**TASK GOAL**
Lay out the records below as a JSON list of strings, one string per line, with blank lines left out. Begin at the start of the records and stop after the line that contains "x=223, y=159".

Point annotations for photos
** BEGIN **
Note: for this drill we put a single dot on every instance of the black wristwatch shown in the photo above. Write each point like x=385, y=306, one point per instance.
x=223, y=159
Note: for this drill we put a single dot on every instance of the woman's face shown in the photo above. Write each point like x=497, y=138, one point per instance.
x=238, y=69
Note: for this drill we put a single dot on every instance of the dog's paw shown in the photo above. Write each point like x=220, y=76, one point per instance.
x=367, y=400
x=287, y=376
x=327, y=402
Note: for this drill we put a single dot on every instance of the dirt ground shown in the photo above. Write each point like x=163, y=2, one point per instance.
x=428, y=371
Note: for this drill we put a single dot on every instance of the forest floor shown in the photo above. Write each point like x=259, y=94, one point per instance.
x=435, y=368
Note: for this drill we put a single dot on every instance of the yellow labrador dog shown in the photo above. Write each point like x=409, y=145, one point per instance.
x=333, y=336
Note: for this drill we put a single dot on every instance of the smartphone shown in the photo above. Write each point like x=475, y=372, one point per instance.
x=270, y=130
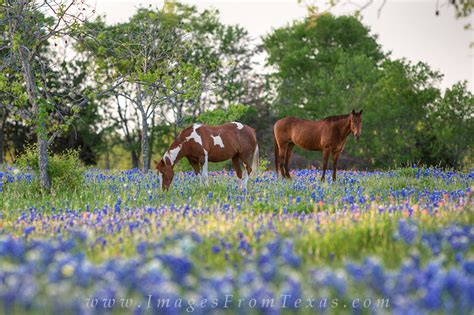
** END **
**COMPLETE RESPONSE**
[
  "Note: for this drill we put a single dot on every instance of the black wristwatch shown in the photo above. Write each point like x=385, y=306, one point per instance.",
  "x=223, y=159"
]